GOAL
Please reproduce every row below word for word, leaving out the pictures.

MATERIAL FOR THE TASK
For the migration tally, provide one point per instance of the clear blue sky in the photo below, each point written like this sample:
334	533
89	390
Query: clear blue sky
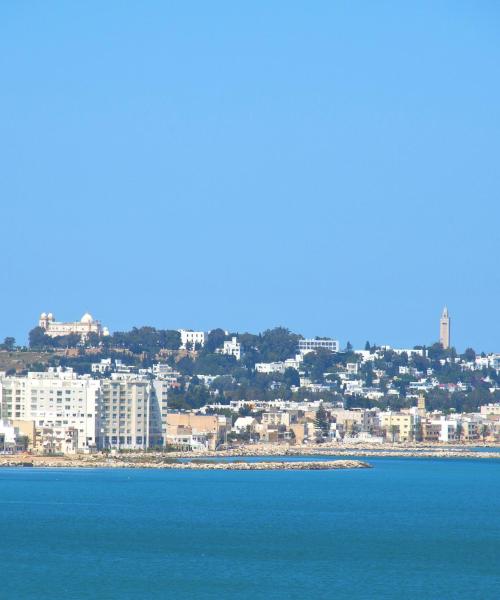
328	166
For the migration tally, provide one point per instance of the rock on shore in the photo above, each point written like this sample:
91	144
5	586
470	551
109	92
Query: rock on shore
63	462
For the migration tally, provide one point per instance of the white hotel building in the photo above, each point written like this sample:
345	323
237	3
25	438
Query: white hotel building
124	412
54	399
86	325
193	338
310	345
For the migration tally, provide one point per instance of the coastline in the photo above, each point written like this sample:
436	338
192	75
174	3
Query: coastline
343	457
44	462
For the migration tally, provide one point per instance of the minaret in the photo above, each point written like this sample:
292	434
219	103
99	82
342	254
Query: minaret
444	329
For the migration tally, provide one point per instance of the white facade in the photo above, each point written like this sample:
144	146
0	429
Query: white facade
54	399
276	367
309	345
86	325
131	413
232	348
193	338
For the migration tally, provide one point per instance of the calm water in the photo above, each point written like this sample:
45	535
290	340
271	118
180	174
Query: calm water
409	528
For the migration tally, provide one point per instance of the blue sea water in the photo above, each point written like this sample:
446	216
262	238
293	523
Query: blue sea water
408	528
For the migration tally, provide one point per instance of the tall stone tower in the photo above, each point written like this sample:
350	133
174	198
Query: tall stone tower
444	329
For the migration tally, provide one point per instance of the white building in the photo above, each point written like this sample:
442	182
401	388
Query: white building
54	399
232	348
104	366
242	424
267	368
85	326
192	338
309	345
131	412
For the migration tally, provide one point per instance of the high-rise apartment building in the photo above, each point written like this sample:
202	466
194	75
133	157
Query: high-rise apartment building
55	399
444	329
126	411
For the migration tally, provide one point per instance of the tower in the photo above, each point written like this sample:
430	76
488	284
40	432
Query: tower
444	329
421	405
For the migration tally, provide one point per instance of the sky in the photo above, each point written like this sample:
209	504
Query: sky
332	167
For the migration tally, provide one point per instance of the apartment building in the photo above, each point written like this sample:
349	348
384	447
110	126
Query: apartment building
54	399
192	338
130	413
310	345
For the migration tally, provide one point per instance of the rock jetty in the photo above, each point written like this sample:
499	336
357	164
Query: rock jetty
123	463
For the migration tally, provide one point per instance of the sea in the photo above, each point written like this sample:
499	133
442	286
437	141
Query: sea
408	528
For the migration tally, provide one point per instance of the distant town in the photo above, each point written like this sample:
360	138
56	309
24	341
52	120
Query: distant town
78	388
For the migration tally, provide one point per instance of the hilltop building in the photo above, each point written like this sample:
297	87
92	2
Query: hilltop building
444	329
86	325
310	345
193	339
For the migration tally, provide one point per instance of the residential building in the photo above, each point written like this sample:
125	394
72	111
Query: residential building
309	345
232	348
444	329
192	339
56	398
85	326
130	414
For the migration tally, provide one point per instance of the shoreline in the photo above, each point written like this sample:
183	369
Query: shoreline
346	454
62	462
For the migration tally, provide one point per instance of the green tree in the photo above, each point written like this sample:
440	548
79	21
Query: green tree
277	344
469	355
291	377
38	340
215	339
8	344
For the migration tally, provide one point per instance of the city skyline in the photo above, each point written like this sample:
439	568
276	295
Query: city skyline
260	180
88	324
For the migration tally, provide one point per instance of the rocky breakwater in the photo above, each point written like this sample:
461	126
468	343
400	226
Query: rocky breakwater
147	463
327	465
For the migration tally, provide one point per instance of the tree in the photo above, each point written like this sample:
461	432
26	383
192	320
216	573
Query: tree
170	339
277	344
469	355
215	339
8	344
38	340
291	377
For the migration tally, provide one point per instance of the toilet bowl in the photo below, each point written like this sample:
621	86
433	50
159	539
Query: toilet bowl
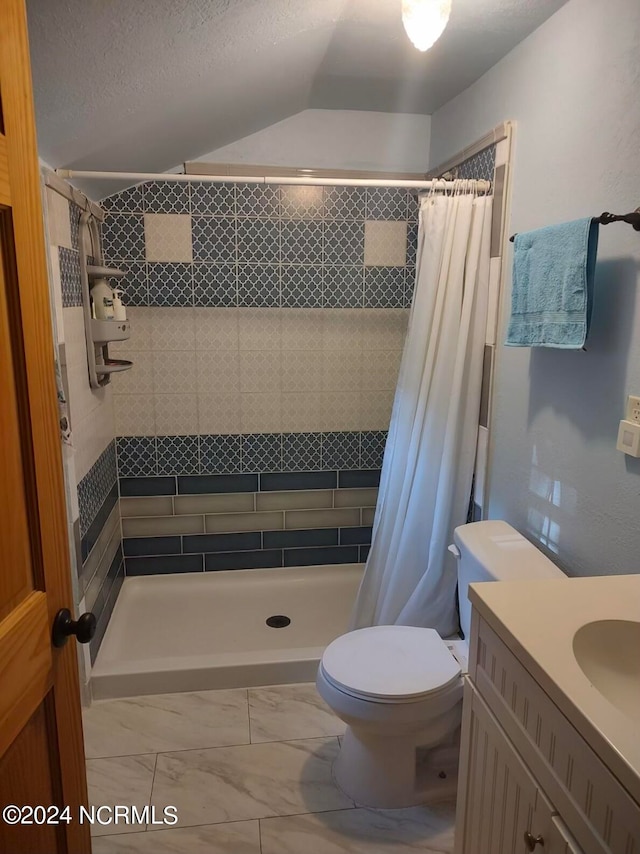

EXPECTED ANSWER
For the migration tally, provide one point per instance of the clear blue sky in the photo below, each point written like this sample:
334	533
89	390
Query: clear blue sky
328	166
For the migration tally, provide one point per instance of the rock on shore in the photo above, each point written like this sample:
91	144
5	586
470	551
109	92
Query: rock on shore
63	462
For the migration tally, provide one point per instance of the white hotel building in the photo above, each point written like this sample:
345	323
237	3
25	438
Query: white hotel building
124	412
54	399
86	325
193	338
310	345
For the migration tally, provide one point per instance of the coastline in the photo above, each point written like this sample:
436	338
192	75
174	3
Query: coastline
343	457
44	462
For the migration tally, provide one point per instance of the minaret in the photo above, each point written like this sample:
292	434
219	103
99	82
342	254
Query: minaret
444	329
For the migration tally, provide one point per instance of the white facade in the photo above, each point written like this sample:
144	146
0	429
Query: white facade
54	399
276	367
309	345
86	325
131	413
232	348
193	338
For the migration tally, provide one point per instance of the calm water in the photo above, each point written like this sample:
45	535
290	340
271	118
180	174
Query: calm water
409	528
For the migration tally, provide one point per instance of the blue sea water in the photo above, each point written like this sample:
446	216
262	238
293	523
Query: blue sea water
408	528
For the migration tally, provide one point per instance of the tall stone tower in the photo above, each point written like this sample:
350	133
174	198
Query: tall stone tower
444	329
For the migration tally, provide one point per instance of the white building in the photo above, each point written like this sample:
442	182
401	388
Query: white building
54	399
232	348
104	366
242	424
267	368
85	326
192	338
309	345
131	412
For the migration tally, provide one point per instance of the high-rise apartment building in the photo above, each point written like this sample:
202	466
194	75
133	157
Query: high-rise apartment building
55	399
444	329
126	411
For the migration tally, provide one point per instance of the tower in the photo above, each point written like this sample:
430	76
488	284
40	432
Query: tower
444	329
421	405
For the migration tally, provide one point per instance of the sky in the photo above, each point written like this sample:
209	504
Query: sky
332	167
For the migration tally, provide one point per instance of the apartment building in the photo above, each point written like this sample:
349	348
384	447
110	126
Query: apartment building
54	399
192	338
130	413
310	345
For the migration tally, provide one point per instance of the rock jetty in the photo above, each point written like this sample:
499	336
357	164
Query: rock jetty
123	463
For the migration tally, provide one point per instance of the sea in the photo above, each point written like this sample:
499	133
442	286
437	141
Query: sea
408	528
For the migration tally, provide one point per instance of the distant town in the photo above, each point written like this sample:
360	138
56	309
24	341
52	120
Query: distant town
78	388
For the migration tally, provide one point per instance of the hilltop building in the photo above, each point written like this sample:
297	87
92	2
Query: hilltop building
444	329
86	325
310	345
193	339
For the migration tally, provide one point per instance of the residential building in the photo above, each point written like this sample:
125	394
72	111
Query: residential building
309	345
232	348
444	329
192	339
56	398
85	326
130	414
For the migration tally, provide one point per instance of the shoreline in the photo above, each point written like this sample:
183	369
Query: shoreline
346	454
62	462
For the migration tally, provide one point per instance of the green tree in the photo above, each point written like this sample:
440	548
79	21
Query: green tree
277	344
469	355
291	377
38	340
215	339
8	344
For the migration tally, provide one point per instance of the city skyline in the photo above, each point written like this sample:
439	568
276	295
Query: city skyline
260	180
88	324
For the migration tally, provide one point per instance of the rocky breakwater in the photo above, each point written like this sample:
461	126
468	343
400	226
Query: rocky breakwater
147	463
327	465
For the migration tally, provide one point per instance of the tree in the photo above, each point written like this sample:
461	432
26	383
192	320
216	573
Query: tree
170	339
277	344
469	355
215	339
8	344
38	340
291	377
For the migration tally, provide one point per instance of the toilet bowl in the photo below, each point written like this sample:
621	86
433	50
159	539
Query: toilet bowl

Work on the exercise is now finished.